## start
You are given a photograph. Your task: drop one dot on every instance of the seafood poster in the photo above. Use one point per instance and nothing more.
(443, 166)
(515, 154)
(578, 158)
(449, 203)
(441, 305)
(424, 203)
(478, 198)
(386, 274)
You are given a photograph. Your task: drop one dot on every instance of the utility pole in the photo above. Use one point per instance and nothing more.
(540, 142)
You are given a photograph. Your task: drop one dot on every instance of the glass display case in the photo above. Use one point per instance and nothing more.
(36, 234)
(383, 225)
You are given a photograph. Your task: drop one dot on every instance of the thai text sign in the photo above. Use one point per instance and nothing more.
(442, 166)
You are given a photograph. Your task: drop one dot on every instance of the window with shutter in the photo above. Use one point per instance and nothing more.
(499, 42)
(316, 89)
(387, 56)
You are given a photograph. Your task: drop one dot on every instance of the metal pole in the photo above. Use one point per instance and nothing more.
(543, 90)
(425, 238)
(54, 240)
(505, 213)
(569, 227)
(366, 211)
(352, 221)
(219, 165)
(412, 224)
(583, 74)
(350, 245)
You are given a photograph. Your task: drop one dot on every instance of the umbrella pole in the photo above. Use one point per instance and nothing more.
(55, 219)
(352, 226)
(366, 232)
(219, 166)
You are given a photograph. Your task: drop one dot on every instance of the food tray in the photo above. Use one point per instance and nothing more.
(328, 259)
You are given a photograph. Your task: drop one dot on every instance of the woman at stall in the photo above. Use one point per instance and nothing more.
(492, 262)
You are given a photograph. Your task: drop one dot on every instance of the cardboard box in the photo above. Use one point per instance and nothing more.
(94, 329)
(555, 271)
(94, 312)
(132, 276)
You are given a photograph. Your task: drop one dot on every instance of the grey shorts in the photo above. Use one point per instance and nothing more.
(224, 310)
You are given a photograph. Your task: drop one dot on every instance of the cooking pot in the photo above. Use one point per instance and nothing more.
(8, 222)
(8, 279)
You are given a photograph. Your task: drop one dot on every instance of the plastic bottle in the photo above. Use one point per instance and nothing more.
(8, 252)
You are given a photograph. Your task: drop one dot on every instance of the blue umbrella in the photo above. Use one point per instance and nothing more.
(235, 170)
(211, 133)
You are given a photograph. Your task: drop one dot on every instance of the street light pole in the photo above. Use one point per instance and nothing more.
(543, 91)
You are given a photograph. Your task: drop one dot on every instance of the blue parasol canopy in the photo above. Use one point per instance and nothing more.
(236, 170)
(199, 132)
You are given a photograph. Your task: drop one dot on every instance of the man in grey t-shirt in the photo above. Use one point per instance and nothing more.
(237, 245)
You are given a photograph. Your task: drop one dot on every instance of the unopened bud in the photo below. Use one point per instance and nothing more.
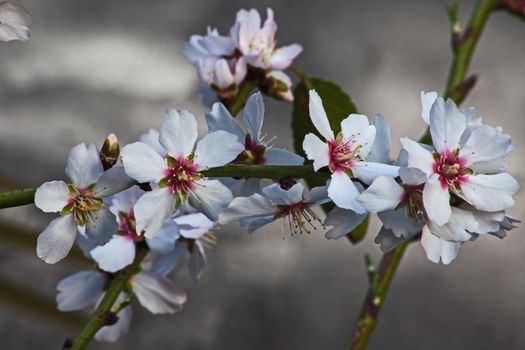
(110, 151)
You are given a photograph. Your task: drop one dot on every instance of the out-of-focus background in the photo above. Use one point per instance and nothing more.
(99, 66)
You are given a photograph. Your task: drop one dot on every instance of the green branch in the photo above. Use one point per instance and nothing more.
(104, 310)
(457, 89)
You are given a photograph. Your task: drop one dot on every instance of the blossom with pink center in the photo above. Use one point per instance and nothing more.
(467, 160)
(257, 148)
(176, 172)
(80, 203)
(347, 154)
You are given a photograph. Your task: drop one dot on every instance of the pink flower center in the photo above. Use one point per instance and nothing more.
(181, 176)
(451, 169)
## end
GOAL OF THE EXERCISE.
Format the entries as a JSON list of strings, one string per line with blank lines omitted, starting with the line that contains "of the blossom" and going on through the end of the entries.

EXERCISE RESULT.
[
  "You are given a photograph. Your task: drop one dot on every instance of the blossom with pink center in the photo above. Use one point per instance and nothing more.",
  "(467, 160)",
  "(257, 148)",
  "(176, 172)",
  "(80, 203)",
  "(347, 154)",
  "You are given a photograph. Your task: drop one dot on every instance of the pink flower center in the photo above. Use one point per instance and nothing more.",
  "(181, 176)",
  "(451, 169)"
]